** PASSAGE SHOWN **
++++
Los Angeles Angels of Anaheim Rumors

Los Angeles Angels trade and free agent rumors from MLBTradeRumors.com.

Minor MLB Transactions: 7/26/15

Here are today’s minor moves from around the game.

  • The Pirates activated infielder Justin Sellers from the disabled list and outrighted to Triple-A Indianapolis, Adam Berry of MLB.com tweets.  Sellers, who has been dealing with an Achilles injury, had been on the 60-day DL, so the move does not change the Pirates’ 40-man roster, which currently stands at 39.
  • The Angels have outrighted lefty Adam Wilk to Triple-A Salt Lake, according to MLB.com’s transactions page. The team designated Wilk for assignment on Friday. Wilk has pitched two innings for the Angels and has spent most of the season in Salt Lake’s rotation, posting a 5.52 ERA, 6.4 K/9 and 2.5 BB/9 in 102 2/3 innings.

Angels Acquire Conor Gillaspie, Designate Adam Wilk

12:23pm: Los Angeles has designated pitcher Adam Wilk for assignment to clear 40-man space, Bill Shaikin of the Los Angeles Times reports on Twitter.

The 27-year-old has made just one appearance at the big league level this year and nine in his career. He owns a 5.52 ERA over 102 2/3 Triple-A frames, with 6.4 K/9 against 2.5 BB/9.

12:04pm: The Angels announced that they’ve acquired third baseman Conor Gillaspie from the White Sox in exchange for cash considerations. Gillaspie had been designated for assignment by Chicago.

Gillaspie, 28, has struggled to a .237/.276/.364 slash line in 185 big league plate appearances this year. Mix in unfavorable defensive ratings, and he’s been worth a full win below replacement level (by measure of Fangraphs).

To be sure, the still-youthful infielder has shown more in the past. Though his defense has never drawn rave reviews, he managed a sturdy .282/.336/.416 batting line over 506 plate appearances last year. His walks are down while his strikeouts and grounder rate are up in 2015, none of which bode well, but a .275 BABIP isn’t doing him any favors either.

Regardless, the Angels won’t expect more than a fill-in performance from Gillaspie. The Halos have at least a short-term need at third base with David Freese on the disabled list due to a fractured index finger. Adding (at no real cost) an experienced player with a left-handed bat makes sense in the interim, while the club monitors Freese and continues to explore more promising players.

AL West Notes: Iwakuma, Samardzija, Astros, Angels

With a string of three consecutive strong starts under his belt, Hisashi Iwakuma would make for an interesting trade candidate, tweets Joel Sherman of the New York Post. However, as Sherman reports, the Mariners remain hesitant to undergo any sort of sale of veteran pieces as the trade deadline nears. Iwakuma, who’s earning just $7MM this season ($2.86MM remaining), has now allowed just four runs over his past 20 2/3 innings, striking out 18 hitters against four walks in that time. Iwakuma’s name — and the Mariners’ likely reluctance to sell — are both topics that came up on today’s edition of the MLBTR Podcast.
++++
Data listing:

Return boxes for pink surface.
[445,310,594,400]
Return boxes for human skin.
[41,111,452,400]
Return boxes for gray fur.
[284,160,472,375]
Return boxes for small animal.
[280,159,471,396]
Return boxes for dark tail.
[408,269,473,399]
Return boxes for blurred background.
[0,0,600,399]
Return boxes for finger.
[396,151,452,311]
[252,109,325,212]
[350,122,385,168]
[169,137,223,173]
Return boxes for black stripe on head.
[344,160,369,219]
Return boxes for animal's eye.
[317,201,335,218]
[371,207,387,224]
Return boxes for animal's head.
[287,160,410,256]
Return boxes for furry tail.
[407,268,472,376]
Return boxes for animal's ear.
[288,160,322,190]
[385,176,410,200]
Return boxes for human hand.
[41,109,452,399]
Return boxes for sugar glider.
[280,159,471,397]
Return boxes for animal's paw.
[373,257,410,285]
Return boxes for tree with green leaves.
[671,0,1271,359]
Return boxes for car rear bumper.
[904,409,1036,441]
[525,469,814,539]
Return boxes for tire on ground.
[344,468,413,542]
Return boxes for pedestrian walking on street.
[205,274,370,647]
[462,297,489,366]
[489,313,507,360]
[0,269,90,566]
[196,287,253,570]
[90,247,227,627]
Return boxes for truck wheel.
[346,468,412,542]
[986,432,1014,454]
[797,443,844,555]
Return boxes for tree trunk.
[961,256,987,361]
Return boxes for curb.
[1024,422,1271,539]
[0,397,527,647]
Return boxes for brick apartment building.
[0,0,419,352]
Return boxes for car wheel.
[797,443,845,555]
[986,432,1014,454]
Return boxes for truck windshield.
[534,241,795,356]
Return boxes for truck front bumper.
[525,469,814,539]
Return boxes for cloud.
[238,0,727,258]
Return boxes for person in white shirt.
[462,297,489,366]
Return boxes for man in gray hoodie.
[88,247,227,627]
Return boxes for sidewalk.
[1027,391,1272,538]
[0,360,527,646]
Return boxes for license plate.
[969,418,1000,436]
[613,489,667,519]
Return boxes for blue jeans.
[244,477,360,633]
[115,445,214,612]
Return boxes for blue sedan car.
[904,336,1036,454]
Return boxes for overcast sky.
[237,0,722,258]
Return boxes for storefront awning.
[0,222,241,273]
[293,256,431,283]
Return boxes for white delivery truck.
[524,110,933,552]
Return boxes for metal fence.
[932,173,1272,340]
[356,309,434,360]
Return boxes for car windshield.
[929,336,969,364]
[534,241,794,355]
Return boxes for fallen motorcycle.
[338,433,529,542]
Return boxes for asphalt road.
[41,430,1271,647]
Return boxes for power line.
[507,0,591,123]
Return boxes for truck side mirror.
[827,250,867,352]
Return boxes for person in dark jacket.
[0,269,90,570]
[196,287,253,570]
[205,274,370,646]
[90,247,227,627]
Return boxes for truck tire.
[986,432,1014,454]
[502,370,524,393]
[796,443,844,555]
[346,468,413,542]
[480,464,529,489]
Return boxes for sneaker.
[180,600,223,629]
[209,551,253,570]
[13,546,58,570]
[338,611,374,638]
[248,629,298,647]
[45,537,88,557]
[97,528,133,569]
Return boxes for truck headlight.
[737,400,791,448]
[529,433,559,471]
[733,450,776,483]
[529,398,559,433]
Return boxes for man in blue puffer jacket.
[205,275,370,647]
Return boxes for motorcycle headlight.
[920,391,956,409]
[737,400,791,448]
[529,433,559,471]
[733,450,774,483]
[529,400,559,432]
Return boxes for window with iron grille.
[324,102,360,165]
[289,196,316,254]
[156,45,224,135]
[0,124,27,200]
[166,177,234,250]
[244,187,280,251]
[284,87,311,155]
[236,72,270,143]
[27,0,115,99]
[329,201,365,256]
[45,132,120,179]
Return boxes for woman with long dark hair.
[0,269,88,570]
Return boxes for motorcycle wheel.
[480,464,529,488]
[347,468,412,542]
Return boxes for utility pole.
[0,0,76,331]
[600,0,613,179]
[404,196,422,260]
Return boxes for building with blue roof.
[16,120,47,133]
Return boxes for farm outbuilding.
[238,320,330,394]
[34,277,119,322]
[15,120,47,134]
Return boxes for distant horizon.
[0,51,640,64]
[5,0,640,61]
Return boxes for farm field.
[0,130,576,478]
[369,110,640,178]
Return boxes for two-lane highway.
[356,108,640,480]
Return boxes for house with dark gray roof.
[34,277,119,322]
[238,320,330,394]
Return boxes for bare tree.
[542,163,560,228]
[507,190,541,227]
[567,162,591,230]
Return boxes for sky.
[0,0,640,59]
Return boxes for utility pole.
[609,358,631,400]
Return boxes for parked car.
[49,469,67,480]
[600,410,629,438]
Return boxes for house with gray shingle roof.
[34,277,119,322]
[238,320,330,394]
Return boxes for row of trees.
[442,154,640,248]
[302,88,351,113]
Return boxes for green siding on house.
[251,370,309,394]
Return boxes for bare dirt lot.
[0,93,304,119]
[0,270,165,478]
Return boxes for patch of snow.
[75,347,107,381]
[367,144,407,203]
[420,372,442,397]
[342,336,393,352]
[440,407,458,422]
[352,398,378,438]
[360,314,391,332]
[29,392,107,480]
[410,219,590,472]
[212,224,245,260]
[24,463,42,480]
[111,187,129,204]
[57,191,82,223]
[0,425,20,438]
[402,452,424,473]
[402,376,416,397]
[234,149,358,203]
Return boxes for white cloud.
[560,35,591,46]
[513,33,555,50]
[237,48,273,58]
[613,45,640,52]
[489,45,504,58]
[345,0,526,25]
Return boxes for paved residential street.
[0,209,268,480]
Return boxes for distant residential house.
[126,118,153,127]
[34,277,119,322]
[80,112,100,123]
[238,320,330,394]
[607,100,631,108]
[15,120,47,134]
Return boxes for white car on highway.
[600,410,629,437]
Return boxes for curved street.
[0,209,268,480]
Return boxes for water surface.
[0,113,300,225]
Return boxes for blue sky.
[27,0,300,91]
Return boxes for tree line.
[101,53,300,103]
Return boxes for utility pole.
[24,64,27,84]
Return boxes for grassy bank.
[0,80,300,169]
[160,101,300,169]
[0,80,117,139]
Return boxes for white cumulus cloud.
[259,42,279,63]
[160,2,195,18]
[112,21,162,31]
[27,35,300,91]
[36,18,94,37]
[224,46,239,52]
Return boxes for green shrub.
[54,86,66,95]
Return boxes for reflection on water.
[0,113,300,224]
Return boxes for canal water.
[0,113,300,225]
++++
** TASKS FOR THIS EXERCISE **
1. According to the rumors page, why does adding Conor Gillaspie make sense for the Angels for now?
2. Name every reporter the rumors page credits as a source, along with the outlet given for each.

** ANSWERS **
1. The Angels have at least a short-term need at third base because David Freese is on the disabled list with a fractured index finger. Gillaspie is an experienced player with a left-handed bat who comes at no real cost. He can fill in while the club monitors Freese and keeps looking for more promising players.

2.
- Adam Berry, MLB.com
- Bill Shaikin, Los Angeles Times
- Joel Sherman, New York Post